- WHAT IS EXPECTED -
Reproduce each of the rows below verbatim, leaving out the pictures.

── DATA LISTING ──

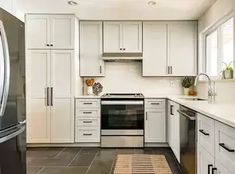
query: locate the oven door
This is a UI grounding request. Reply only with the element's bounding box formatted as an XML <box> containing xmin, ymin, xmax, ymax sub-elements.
<box><xmin>101</xmin><ymin>100</ymin><xmax>144</xmax><ymax>134</ymax></box>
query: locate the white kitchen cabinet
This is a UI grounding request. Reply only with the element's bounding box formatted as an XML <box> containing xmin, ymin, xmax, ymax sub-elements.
<box><xmin>168</xmin><ymin>21</ymin><xmax>197</xmax><ymax>76</ymax></box>
<box><xmin>215</xmin><ymin>121</ymin><xmax>235</xmax><ymax>174</ymax></box>
<box><xmin>103</xmin><ymin>21</ymin><xmax>142</xmax><ymax>53</ymax></box>
<box><xmin>167</xmin><ymin>101</ymin><xmax>180</xmax><ymax>162</ymax></box>
<box><xmin>27</xmin><ymin>50</ymin><xmax>50</xmax><ymax>143</ymax></box>
<box><xmin>144</xmin><ymin>99</ymin><xmax>166</xmax><ymax>143</ymax></box>
<box><xmin>25</xmin><ymin>15</ymin><xmax>50</xmax><ymax>49</ymax></box>
<box><xmin>143</xmin><ymin>21</ymin><xmax>197</xmax><ymax>76</ymax></box>
<box><xmin>143</xmin><ymin>22</ymin><xmax>167</xmax><ymax>76</ymax></box>
<box><xmin>75</xmin><ymin>98</ymin><xmax>101</xmax><ymax>143</ymax></box>
<box><xmin>0</xmin><ymin>0</ymin><xmax>13</xmax><ymax>13</ymax></box>
<box><xmin>26</xmin><ymin>14</ymin><xmax>76</xmax><ymax>49</ymax></box>
<box><xmin>197</xmin><ymin>145</ymin><xmax>214</xmax><ymax>174</ymax></box>
<box><xmin>26</xmin><ymin>50</ymin><xmax>75</xmax><ymax>143</ymax></box>
<box><xmin>80</xmin><ymin>21</ymin><xmax>104</xmax><ymax>77</ymax></box>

───

- RIGHT ANSWER -
query: locate the oven door
This is a UI grounding request. Reply only with the element's bounding box formatted as an XML <box> containing xmin, ymin, xmax, ymax sub-elements.
<box><xmin>101</xmin><ymin>100</ymin><xmax>144</xmax><ymax>134</ymax></box>
query: locate the white kitchen cabinet
This is a UI grounding request. Reply only with the element's bounding box formatted as an XML <box> containing xmin, ymin, xmax, ymax sub-elements.
<box><xmin>168</xmin><ymin>21</ymin><xmax>197</xmax><ymax>76</ymax></box>
<box><xmin>215</xmin><ymin>121</ymin><xmax>235</xmax><ymax>174</ymax></box>
<box><xmin>103</xmin><ymin>21</ymin><xmax>142</xmax><ymax>53</ymax></box>
<box><xmin>167</xmin><ymin>101</ymin><xmax>180</xmax><ymax>162</ymax></box>
<box><xmin>27</xmin><ymin>50</ymin><xmax>50</xmax><ymax>143</ymax></box>
<box><xmin>144</xmin><ymin>99</ymin><xmax>166</xmax><ymax>143</ymax></box>
<box><xmin>25</xmin><ymin>15</ymin><xmax>50</xmax><ymax>49</ymax></box>
<box><xmin>143</xmin><ymin>21</ymin><xmax>197</xmax><ymax>76</ymax></box>
<box><xmin>143</xmin><ymin>22</ymin><xmax>167</xmax><ymax>76</ymax></box>
<box><xmin>75</xmin><ymin>98</ymin><xmax>101</xmax><ymax>143</ymax></box>
<box><xmin>0</xmin><ymin>0</ymin><xmax>13</xmax><ymax>13</ymax></box>
<box><xmin>26</xmin><ymin>14</ymin><xmax>76</xmax><ymax>49</ymax></box>
<box><xmin>197</xmin><ymin>145</ymin><xmax>214</xmax><ymax>174</ymax></box>
<box><xmin>26</xmin><ymin>50</ymin><xmax>75</xmax><ymax>143</ymax></box>
<box><xmin>80</xmin><ymin>21</ymin><xmax>104</xmax><ymax>77</ymax></box>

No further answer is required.